→ **Data provided**:
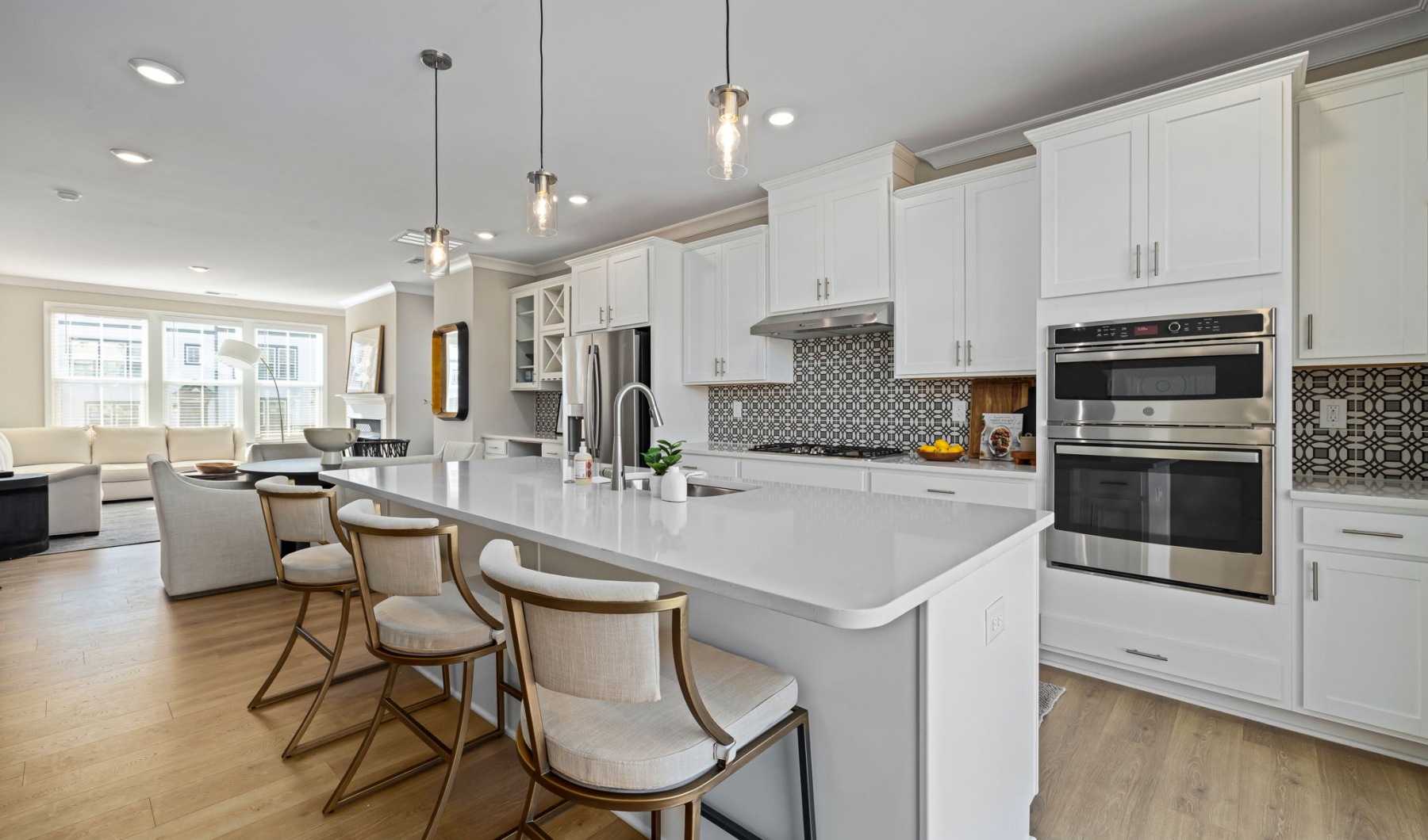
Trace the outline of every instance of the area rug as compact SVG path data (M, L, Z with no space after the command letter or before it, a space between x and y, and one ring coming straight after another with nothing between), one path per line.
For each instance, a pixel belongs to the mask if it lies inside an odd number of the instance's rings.
M1057 705L1057 700L1060 700L1064 693L1067 693L1064 687L1054 686L1051 683L1041 683L1037 687L1037 706L1040 706L1041 712L1041 717L1037 719L1037 723L1044 722L1047 714L1051 714L1051 707Z
M99 509L100 529L94 536L53 536L46 555L77 552L89 548L159 542L159 513L153 499L104 502Z

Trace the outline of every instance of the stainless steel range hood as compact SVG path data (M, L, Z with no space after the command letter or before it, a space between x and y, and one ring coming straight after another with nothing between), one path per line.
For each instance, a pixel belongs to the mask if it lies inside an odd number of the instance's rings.
M770 338L830 338L835 335L865 335L892 331L892 304L857 304L813 312L770 315L750 329L753 335Z

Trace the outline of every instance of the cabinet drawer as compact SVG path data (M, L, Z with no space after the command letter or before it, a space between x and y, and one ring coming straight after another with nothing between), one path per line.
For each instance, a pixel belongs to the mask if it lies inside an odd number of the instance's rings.
M814 466L748 459L743 462L740 471L741 478L755 481L783 481L838 491L868 489L868 471L860 466Z
M873 492L898 496L931 496L950 502L975 502L1002 508L1031 508L1034 482L988 481L958 475L873 471Z
M1174 642L1057 615L1041 616L1041 643L1168 679L1232 689L1268 700L1279 700L1282 695L1284 667L1278 662L1217 647Z
M1428 553L1428 516L1304 508L1299 522L1299 541L1305 545L1408 556Z

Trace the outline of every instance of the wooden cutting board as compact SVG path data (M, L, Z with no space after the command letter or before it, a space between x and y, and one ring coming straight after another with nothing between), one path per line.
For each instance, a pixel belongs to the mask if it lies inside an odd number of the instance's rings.
M981 415L1010 414L1027 405L1027 394L1037 381L1032 377L1007 379L972 379L972 401L967 408L968 449L972 458L981 456Z

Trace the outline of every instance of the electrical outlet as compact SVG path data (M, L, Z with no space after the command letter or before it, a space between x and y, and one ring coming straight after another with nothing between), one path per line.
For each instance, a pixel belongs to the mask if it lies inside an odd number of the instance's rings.
M1347 429L1348 428L1348 399L1319 401L1319 428Z
M987 608L987 645L991 645L1007 629L1007 599L998 598Z

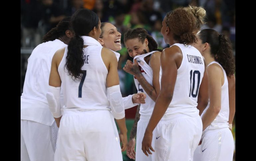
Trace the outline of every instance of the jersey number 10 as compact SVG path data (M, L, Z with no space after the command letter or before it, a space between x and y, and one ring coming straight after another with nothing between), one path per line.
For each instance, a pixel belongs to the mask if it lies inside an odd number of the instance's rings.
M194 90L195 88L195 74L197 74L197 81L196 83L196 90L195 91L195 94L194 94ZM191 91L191 83L192 77L192 70L190 71L190 90L189 97L191 95L193 97L196 97L198 94L198 89L199 89L199 84L200 82L200 72L198 70L195 70L193 72L193 84L192 85L192 91Z
M86 77L86 70L82 70L83 72L83 75L82 75L82 78L81 78L81 81L79 84L79 87L78 87L78 98L82 98L82 87L83 87L83 82L84 81L84 79Z

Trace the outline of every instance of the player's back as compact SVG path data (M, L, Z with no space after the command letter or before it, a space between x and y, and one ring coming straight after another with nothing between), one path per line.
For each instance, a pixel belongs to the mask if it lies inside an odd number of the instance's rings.
M202 56L198 50L191 45L178 43L173 45L180 48L183 58L178 69L173 98L166 113L198 116L198 92L204 71Z
M81 111L110 110L107 97L108 70L101 56L102 47L89 45L83 48L84 73L74 80L65 67L67 47L58 69L64 94L64 108Z
M228 83L227 74L222 66L216 61L212 61L208 64L208 66L212 64L217 64L221 67L223 70L224 83L221 86L221 108L218 115L210 124L203 131L203 133L204 133L204 131L208 129L213 130L229 127L228 121L229 115L229 103L228 96ZM209 100L208 105L201 115L201 118L202 117L207 109L209 108L210 103L210 100Z
M40 44L33 50L28 60L21 98L48 104L46 95L48 89L52 59L57 50L66 46L56 39Z

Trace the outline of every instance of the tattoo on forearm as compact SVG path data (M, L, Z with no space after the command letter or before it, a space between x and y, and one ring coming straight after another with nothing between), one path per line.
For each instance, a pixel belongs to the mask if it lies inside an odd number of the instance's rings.
M139 65L133 65L132 68L131 69L131 70L133 72L135 75L141 74L141 73L140 70L140 68L139 67Z
M152 95L153 92L155 91L154 87L146 80L142 74L141 76L138 77L137 78L141 85L145 90L145 92L151 98L151 96Z
M136 115L135 116L134 123L133 123L132 129L131 130L129 140L135 138L136 136L136 134L137 133L137 124L138 124L138 121L140 120L140 114L139 113L140 107L140 105L138 105L137 110L136 111Z

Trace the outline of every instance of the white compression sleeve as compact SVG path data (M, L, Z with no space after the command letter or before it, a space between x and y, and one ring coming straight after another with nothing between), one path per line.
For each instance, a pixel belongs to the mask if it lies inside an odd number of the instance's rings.
M124 103L125 110L130 109L139 105L139 104L134 104L132 103L132 96L133 95L131 95L125 97L123 97L123 102Z
M119 85L108 88L107 97L114 117L116 119L124 118L125 115Z
M62 115L60 92L60 87L55 87L49 86L49 91L46 94L49 109L53 116L55 118L59 118Z

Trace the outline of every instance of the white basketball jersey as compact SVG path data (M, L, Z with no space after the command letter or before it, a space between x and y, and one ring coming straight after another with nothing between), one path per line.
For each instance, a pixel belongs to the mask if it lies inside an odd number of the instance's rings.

→ **Do this**: Lay out the lines of the records above as a numbered list with blank lines omitted. Begin at the line that contains "Trace the outline of every instance of the wooden" and stop after the line that contains "M987 608L987 645L991".

→ **Reply to the task**:
1. Trace the outline of every instance of the wooden cutting board as compact SVG path data (M, L, Z with no space after the command letter or before it, a space between x and y, and one ring coming straight after another with nothing between), one path per line.
2. For each instance, a pixel belongs to the mask if it lies inside an odd number of the instance's rings.
3. M981 415L1010 414L1027 405L1027 394L1037 381L1032 377L1007 379L972 379L972 401L967 408L968 449L972 458L981 456Z
4. Trace the outline of every instance of the electrical outlet as compact SVG path data (M, L, Z with no space after the command letter or before it, a space between x and y, and one ring coming straight after another with nothing between), one path per line.
5. For each instance, a pixel belongs to the mask if it lies inside an odd number of the instance's rings.
6. M1347 429L1348 428L1348 399L1319 401L1319 428Z
7. M987 608L987 645L991 645L1007 629L1007 599L998 598Z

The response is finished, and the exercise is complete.